- _Provided material_
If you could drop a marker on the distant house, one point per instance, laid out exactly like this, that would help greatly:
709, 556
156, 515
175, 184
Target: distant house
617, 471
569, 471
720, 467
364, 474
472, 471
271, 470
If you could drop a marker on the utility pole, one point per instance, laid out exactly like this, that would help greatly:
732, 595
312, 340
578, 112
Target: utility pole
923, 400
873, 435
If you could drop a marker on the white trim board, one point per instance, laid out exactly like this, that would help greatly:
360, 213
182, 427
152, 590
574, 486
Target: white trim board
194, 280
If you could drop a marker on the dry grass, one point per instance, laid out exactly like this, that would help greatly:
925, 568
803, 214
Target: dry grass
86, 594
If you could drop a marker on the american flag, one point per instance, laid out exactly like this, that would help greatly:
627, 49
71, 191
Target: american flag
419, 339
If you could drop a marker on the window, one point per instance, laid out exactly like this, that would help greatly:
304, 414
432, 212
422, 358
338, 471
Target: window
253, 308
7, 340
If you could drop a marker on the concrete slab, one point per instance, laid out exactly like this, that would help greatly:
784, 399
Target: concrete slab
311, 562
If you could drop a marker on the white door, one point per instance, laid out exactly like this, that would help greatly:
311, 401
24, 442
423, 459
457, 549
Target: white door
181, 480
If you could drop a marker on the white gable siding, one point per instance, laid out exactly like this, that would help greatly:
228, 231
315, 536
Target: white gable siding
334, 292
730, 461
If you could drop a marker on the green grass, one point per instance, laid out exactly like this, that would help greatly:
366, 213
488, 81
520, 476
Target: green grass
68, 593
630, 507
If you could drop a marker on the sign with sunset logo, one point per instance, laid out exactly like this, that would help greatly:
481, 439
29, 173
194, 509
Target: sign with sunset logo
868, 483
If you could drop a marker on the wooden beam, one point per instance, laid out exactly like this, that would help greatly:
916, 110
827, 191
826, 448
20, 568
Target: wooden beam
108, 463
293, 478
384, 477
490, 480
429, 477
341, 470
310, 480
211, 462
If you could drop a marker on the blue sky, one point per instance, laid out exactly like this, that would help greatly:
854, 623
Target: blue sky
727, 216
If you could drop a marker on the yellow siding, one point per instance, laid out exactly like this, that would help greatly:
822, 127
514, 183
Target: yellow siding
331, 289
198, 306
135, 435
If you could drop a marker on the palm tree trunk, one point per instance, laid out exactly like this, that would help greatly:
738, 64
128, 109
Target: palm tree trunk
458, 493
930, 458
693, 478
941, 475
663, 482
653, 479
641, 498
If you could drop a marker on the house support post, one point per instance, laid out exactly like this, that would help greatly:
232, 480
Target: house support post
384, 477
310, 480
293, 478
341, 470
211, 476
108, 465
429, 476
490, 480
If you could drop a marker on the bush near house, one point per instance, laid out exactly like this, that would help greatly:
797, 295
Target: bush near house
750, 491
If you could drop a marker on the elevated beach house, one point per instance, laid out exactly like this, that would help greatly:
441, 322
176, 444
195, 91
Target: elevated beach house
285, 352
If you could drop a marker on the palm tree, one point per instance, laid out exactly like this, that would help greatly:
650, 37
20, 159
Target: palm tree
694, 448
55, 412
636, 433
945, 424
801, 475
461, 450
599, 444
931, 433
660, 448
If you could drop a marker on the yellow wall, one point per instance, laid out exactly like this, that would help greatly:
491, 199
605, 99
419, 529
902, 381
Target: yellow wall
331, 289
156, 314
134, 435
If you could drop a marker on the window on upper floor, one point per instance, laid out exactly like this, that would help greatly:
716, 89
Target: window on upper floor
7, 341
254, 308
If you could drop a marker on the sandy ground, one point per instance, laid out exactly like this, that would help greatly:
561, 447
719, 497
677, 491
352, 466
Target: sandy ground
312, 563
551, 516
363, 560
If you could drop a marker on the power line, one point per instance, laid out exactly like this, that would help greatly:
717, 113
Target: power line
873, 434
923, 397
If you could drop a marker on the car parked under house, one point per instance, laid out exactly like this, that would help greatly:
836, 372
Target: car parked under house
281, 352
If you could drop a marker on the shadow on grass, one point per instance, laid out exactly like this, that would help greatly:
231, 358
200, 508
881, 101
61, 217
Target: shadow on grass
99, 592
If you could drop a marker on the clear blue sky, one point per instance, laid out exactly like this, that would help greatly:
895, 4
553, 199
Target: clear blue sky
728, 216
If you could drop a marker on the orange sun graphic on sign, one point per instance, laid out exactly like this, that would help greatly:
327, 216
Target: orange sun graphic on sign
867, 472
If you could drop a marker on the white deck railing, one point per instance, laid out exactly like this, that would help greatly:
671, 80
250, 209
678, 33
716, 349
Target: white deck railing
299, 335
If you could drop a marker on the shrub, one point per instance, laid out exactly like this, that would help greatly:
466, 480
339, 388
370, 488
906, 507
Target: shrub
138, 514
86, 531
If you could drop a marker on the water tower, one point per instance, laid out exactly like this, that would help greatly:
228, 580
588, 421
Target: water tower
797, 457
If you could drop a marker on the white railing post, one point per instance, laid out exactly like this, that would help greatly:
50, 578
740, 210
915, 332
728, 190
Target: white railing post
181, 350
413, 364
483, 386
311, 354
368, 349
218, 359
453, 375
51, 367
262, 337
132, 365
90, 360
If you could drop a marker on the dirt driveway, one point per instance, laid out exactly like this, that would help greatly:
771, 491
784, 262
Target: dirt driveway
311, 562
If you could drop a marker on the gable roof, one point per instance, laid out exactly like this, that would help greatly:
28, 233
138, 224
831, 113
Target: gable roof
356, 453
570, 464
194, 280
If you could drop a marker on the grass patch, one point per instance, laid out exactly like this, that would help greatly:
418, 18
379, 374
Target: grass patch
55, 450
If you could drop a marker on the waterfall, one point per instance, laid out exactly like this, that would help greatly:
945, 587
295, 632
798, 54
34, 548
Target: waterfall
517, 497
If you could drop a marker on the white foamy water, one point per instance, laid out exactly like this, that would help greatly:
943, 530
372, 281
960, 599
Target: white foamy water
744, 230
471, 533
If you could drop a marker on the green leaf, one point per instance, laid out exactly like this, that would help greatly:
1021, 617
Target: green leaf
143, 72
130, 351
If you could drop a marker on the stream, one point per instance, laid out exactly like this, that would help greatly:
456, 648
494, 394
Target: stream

- _Exercise brief_
Could you output each line above exactly as it was given?

- _Reply to the exercise_
If you could drop a marker on the distant house, one point per instance, laid out exactly like this, that would help greatly:
709, 556
156, 515
175, 184
Target: distant house
617, 471
569, 471
720, 467
364, 474
472, 471
271, 470
If you could drop a marker on the utility pole, one point per instance, laid out exactly like this, that would help greatly:
732, 595
312, 340
578, 112
Target: utility pole
923, 400
873, 435
If you could drop a marker on the white trim board, one point per instance, laid out exactly like this, that would help greatly:
360, 213
182, 427
152, 590
574, 486
Target: white trim board
194, 280
If you could drop a marker on the dry grass, one point per instance, laid out exactly like this, that would help greatly:
925, 568
803, 214
Target: dry grass
86, 594
If you could drop a marker on the american flag, one point per instance, laid out exactly like this, that would help greatly:
627, 49
71, 191
Target: american flag
419, 339
If you could drop a marker on the window, one point per instance, laid out exactly like this, that would help greatly:
304, 414
432, 212
422, 358
338, 471
Target: window
253, 308
7, 340
If you could drop a marker on the concrete slab, one point per instance, laid out exactly like this, that would help greatly:
784, 399
Target: concrete slab
311, 562
If you could drop a marker on the white door, one point per instance, laid out exactly like this, that would help greatly:
311, 401
24, 442
423, 459
457, 549
Target: white door
181, 480
If you could drop a marker on the white gable siding, one point per instance, laid out exactly like this, that would help greatly:
228, 231
315, 536
Target: white gable siding
334, 292
730, 461
If you could drop a marker on the green grass, one point per instance, laid out exactly like this, that would help greatly:
366, 213
488, 81
520, 476
Target: green grass
68, 593
630, 507
If you could drop a marker on the sign with sunset logo, one point per instance, laid out exactly like this, that would help greatly:
481, 439
29, 173
194, 509
Target: sign with sunset logo
868, 483
If you could drop a marker on the wooden beam, one point per instance, laid out exactly like this, that would help greatly:
916, 110
827, 191
826, 448
20, 568
Target: wooden beam
108, 463
293, 478
384, 477
490, 480
429, 477
341, 470
310, 480
211, 462
If you could drop a marker on the blue sky, one point per instance, laid out exactly like this, that would help greatly:
854, 623
Target: blue sky
727, 216
If you could drop a marker on the yellow siding, one point per instance, laid out exactly like this, that would help greatly:
822, 127
514, 183
Target: yellow siding
331, 289
198, 306
135, 435
If you could drop a marker on the palm tree trunk, one point per instance, laid out exactly like this, that would help greatly:
738, 64
128, 109
Target: palm tree trunk
458, 493
930, 458
693, 478
941, 475
663, 482
653, 479
641, 498
If you could drop a marker on the house support post, one point per instance, laid out exactly like this, that would help greatly:
232, 480
Target: house support post
384, 477
310, 480
293, 478
341, 470
211, 476
108, 465
429, 476
490, 480
If you could drop a marker on the bush near house, one point per instance, laid out exactly like this, that would help greatly:
797, 295
Target: bush near house
750, 491
If you could drop a marker on the elevated beach house, one point per instance, laid out exactly like this, that would help greatly:
441, 322
176, 444
195, 91
Target: elevated beach house
285, 352
If you could drop a marker on the palm tree, one point per instance, laid out exactly like this, that would help greatly:
650, 37
20, 159
Target: palm tree
694, 448
55, 412
636, 433
945, 424
801, 475
461, 450
599, 444
931, 433
660, 448
If you could drop a marker on the yellow wall, one point per instance, laid out exactly like this, that would help greatly:
491, 199
605, 99
419, 529
902, 381
Target: yellow wall
331, 289
156, 314
134, 435
If you could drop a marker on the window on upper floor, one point per instance, laid out exactly like this, that would help greatly:
716, 89
Target: window on upper floor
7, 341
254, 308
If you could drop a marker on the sandy ground, one point per instance, laid out exactly like this, that would help greatly:
561, 447
719, 497
677, 491
352, 466
Target: sandy ground
312, 563
551, 516
363, 560
If you could drop a marker on the power line, one point per instance, laid out exactly like this, that would help greatly:
717, 113
Target: power line
873, 434
923, 397
If you could drop a marker on the car parked under house, one point per instance, laid out exactly like this, that would help greatly:
836, 372
Target: car parked under house
281, 352
If you could drop a marker on the shadow on grass, one point per instance, laid out exactly like this, that would help greatly:
231, 358
200, 508
881, 101
61, 217
Target: shadow on grass
99, 592
If you could drop a marker on the clear blue sky, one point per instance, laid out exactly like this, that would help greatly:
895, 4
553, 199
Target: clear blue sky
728, 216
If you could drop a marker on the orange sun graphic on sign, one point per instance, laid out exactly like this, that would help greatly:
327, 216
Target: orange sun graphic on sign
867, 472
If you could drop a marker on the white deck railing, one point per instance, laid out exactly like this, that would help greatly:
671, 80
250, 209
678, 33
716, 349
Target: white deck railing
299, 335
If you could drop a marker on the shrub, one point per instance, laid out exactly like this, that would help greatly:
466, 480
339, 388
370, 488
906, 507
Target: shrub
138, 514
86, 531
If you could drop a marker on the water tower, one point per instance, laid out exactly like this, that would help greatly:
228, 580
588, 421
Target: water tower
797, 457
If you could drop a marker on the white railing post, one point per instance, laid out exactly like this, that would help greatly:
50, 578
740, 210
915, 332
728, 190
Target: white railing post
181, 350
413, 364
483, 386
311, 354
368, 349
218, 359
453, 375
51, 367
262, 337
132, 365
90, 360
If you could drop a marker on the dirt driveway, one point per instance, laid out exactly like this, that would help greatly:
771, 491
784, 262
Target: dirt driveway
311, 562
If you could drop a marker on the gable roof, one point per instance, laid out exactly like this, that would help greatly:
28, 233
138, 224
831, 113
Target: gable roof
356, 453
570, 464
194, 280
If you could drop a marker on the grass patch, one point per instance, laid out exactly like this, that would help greatly:
418, 18
379, 374
Target: grass patch
55, 450
If you could drop a marker on the waterfall, one point per instance, laid out exactly like this, that would help greatly:
945, 587
295, 632
798, 54
34, 548
Target: waterfall
517, 497
If you could drop a marker on the white foamy water, one point per instance, laid out exactly like this, that would help greatly:
943, 530
372, 281
960, 599
Target: white foamy water
744, 230
471, 533
If you could drop a marker on the green leaf, one point per instance, laid out exactly like this, that would help greatly:
1021, 617
Target: green leaf
143, 72
130, 351
If you could drop a marker on the stream, one point per instance, laid out exactly like this, that would help greatly:
456, 648
494, 394
Target: stream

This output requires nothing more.